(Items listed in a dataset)

◆ ◆ ◆ ◆ ◆ ◆ ◆

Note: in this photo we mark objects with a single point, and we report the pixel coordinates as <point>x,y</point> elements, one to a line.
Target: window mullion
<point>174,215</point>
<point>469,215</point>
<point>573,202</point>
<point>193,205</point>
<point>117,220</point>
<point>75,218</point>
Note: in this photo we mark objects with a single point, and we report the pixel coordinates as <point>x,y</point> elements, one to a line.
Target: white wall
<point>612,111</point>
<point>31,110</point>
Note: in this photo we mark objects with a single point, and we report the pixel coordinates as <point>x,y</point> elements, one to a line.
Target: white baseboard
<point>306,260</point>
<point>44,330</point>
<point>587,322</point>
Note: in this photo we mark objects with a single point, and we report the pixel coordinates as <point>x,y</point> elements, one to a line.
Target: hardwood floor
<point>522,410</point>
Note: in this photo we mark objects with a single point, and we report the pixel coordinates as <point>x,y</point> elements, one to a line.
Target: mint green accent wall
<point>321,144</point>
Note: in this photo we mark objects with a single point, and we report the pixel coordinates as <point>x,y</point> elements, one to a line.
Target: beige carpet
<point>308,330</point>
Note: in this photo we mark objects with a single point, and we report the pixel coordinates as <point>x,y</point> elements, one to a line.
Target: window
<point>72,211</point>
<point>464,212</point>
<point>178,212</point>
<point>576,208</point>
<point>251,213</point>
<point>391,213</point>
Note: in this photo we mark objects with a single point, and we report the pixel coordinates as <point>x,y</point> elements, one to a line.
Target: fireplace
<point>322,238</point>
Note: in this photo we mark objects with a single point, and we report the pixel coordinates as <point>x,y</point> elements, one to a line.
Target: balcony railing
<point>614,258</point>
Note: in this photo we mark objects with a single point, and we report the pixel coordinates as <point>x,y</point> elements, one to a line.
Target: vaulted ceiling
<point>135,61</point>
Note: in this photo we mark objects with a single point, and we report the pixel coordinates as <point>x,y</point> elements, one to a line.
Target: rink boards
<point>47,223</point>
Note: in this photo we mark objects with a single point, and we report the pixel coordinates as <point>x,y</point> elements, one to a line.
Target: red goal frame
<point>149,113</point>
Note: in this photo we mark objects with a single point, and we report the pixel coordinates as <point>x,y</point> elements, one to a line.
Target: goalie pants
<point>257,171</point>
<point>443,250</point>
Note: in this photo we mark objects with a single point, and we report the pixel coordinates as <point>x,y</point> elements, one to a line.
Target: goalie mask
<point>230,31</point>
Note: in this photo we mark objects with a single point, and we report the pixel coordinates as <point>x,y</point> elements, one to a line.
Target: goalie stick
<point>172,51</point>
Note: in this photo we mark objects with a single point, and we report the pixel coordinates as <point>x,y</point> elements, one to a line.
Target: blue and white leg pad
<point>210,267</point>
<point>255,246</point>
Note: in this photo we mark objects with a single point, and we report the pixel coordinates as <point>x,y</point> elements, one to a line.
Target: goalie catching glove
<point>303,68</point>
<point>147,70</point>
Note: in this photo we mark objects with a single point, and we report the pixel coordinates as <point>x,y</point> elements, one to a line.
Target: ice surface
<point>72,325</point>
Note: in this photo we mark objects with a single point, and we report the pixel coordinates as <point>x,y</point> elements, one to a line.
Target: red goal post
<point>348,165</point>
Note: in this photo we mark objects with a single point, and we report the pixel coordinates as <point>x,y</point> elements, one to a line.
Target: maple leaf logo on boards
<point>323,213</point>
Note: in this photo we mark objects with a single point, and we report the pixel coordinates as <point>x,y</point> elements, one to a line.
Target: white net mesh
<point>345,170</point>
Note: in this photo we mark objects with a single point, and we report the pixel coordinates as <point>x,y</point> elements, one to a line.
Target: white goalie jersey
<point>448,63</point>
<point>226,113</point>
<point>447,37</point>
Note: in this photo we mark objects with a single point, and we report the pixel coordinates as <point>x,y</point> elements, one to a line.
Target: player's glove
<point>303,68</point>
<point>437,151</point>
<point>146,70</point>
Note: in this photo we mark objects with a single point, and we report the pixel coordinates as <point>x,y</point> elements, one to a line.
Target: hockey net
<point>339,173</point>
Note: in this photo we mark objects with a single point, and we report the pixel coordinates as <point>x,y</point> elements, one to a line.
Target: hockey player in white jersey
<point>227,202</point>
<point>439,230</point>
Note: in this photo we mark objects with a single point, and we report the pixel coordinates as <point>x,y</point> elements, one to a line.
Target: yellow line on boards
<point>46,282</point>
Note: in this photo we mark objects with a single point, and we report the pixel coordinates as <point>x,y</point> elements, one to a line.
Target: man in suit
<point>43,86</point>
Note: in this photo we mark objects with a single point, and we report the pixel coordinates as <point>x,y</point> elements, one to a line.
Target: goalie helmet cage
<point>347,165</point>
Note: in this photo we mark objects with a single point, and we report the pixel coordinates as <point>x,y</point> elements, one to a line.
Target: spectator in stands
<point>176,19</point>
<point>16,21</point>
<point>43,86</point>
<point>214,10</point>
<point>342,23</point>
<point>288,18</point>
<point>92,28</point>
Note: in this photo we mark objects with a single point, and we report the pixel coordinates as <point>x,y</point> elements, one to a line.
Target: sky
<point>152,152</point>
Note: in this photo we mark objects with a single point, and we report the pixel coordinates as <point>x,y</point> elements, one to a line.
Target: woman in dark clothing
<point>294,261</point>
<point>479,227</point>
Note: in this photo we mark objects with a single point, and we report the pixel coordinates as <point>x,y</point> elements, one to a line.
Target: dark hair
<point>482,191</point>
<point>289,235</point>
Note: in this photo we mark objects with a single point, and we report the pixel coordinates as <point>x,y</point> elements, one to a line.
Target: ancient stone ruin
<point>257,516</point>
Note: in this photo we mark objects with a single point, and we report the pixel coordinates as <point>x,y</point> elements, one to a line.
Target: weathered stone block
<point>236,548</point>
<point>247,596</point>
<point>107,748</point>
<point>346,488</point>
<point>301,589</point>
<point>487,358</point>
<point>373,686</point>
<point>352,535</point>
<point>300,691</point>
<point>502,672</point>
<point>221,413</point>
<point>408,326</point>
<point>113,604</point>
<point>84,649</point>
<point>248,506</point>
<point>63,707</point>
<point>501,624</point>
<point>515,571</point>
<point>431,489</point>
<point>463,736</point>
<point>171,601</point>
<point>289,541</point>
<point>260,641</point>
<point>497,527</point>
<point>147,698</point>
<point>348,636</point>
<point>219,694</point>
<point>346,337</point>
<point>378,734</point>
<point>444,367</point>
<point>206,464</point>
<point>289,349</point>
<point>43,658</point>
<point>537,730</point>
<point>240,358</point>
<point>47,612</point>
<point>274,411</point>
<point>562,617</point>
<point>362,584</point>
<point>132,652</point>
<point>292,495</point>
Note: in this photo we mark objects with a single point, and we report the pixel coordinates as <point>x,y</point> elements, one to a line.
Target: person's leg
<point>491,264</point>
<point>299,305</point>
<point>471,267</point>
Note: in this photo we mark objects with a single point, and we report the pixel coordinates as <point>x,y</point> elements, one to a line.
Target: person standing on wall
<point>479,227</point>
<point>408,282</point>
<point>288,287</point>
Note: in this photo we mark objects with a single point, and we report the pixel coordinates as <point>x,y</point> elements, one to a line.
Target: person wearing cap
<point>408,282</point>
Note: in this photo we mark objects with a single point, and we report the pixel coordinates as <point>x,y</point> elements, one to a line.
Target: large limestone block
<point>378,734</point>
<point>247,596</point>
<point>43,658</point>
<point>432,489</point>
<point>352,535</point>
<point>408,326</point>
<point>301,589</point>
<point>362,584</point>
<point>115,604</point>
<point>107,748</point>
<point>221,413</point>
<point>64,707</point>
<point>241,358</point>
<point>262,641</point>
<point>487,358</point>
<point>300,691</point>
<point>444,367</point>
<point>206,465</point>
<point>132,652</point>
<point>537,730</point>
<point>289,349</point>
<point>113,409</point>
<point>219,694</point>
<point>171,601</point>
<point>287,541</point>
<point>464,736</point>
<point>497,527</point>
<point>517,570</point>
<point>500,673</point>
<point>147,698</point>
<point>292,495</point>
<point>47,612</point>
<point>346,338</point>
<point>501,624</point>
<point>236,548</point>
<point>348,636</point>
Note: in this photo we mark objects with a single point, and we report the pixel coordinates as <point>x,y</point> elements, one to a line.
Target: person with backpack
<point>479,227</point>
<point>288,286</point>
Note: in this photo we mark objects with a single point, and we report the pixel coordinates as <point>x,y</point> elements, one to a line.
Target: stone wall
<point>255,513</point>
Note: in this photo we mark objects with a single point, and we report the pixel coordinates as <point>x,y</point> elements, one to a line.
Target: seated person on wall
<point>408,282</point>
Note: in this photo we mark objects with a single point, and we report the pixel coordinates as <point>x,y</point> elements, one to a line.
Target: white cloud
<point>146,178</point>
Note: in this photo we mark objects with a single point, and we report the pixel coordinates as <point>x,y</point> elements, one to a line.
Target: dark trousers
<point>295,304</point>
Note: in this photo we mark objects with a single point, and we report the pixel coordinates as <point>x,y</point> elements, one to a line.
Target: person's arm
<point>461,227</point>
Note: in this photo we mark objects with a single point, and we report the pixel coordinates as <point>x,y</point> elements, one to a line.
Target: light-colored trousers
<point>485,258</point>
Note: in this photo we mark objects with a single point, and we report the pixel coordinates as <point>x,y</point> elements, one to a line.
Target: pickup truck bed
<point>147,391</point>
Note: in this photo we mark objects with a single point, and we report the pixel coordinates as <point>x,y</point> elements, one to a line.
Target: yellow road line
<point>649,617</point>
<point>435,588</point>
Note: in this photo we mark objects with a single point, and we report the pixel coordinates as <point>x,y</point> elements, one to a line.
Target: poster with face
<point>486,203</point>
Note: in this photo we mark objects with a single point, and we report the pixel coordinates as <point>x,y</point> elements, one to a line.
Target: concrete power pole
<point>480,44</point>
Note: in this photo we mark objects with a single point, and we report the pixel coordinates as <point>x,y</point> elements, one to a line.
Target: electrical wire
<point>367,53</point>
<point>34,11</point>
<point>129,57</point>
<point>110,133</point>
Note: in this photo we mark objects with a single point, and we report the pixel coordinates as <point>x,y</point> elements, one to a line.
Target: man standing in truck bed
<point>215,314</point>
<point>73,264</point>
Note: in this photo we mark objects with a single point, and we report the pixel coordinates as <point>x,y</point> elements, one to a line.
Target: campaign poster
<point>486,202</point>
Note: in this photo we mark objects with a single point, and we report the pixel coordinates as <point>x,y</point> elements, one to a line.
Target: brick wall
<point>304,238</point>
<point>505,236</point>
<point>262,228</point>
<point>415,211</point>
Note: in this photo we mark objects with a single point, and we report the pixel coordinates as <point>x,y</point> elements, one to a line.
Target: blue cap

◆ ◆ ◆ ◆ ◆ ◆ ◆

**Task description:** Your reply should consist only of the lines from the one containing "Target: man standing in truck bed" through the last line of the records, each reproduced exactly.

**Worked solution:**
Target: man standing in truck bed
<point>215,314</point>
<point>73,264</point>
Note: in this photo we mark objects with a single point, and we report the pixel coordinates as <point>x,y</point> elements, one to a line.
Target: campaign poster
<point>486,202</point>
Note: in this photo we mark objects with a single point, and we report the pixel coordinates as <point>x,y</point> elements, one to a line.
Target: brick wall
<point>304,238</point>
<point>505,236</point>
<point>262,228</point>
<point>415,211</point>
Note: in this photo we mark objects with a single point, and we report the pixel coordinates as <point>x,y</point> elements, one to a line.
Target: blue cap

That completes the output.